**Written task:** In the post about Fedora's screen reader, for how many years has Fedora been shipping with a broken screen reader?

Fedora has been shipping with a broken screen reader for nine years but the real problem is me – Aral Balkan

Fedora has been shipping with a broken screen reader for nine years but the real problem is me

Fedora, a major Linux distribution, has been shipping with a broken screen reader for nine years1.

This can only happen in an ableist culture.

If there is one takeaway you need from this post, it’s this.

Unless you’re interested in the details or the ensuing drama, you can stop reading here and you will not have missed out on much.

What is a screen reader?

A screen reader is a core assistive technology that some disabled people need in order to be able to use computers, tablets, and phones:

Screen readers are essential to people who are blind, and are useful to people who are visually impaired, illiterate, or have a learning disability. – Wikipedia

The state of accessibility in major operating systems

Major proprietary and semi-proprietary operating systems like macOS, iOS, Windows, ChromeOS, and Android come with functional screen readers2.

[Stored data entries]
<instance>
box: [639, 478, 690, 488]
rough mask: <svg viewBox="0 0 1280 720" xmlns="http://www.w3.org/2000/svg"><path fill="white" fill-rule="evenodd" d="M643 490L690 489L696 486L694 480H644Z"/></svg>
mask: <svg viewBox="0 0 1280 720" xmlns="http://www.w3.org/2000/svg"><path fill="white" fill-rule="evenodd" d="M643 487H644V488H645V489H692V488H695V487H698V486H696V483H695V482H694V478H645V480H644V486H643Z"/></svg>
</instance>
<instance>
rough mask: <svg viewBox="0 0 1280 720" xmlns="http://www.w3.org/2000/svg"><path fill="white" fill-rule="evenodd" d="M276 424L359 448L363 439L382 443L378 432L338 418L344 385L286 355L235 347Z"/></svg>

**Worked solution:** Nine years.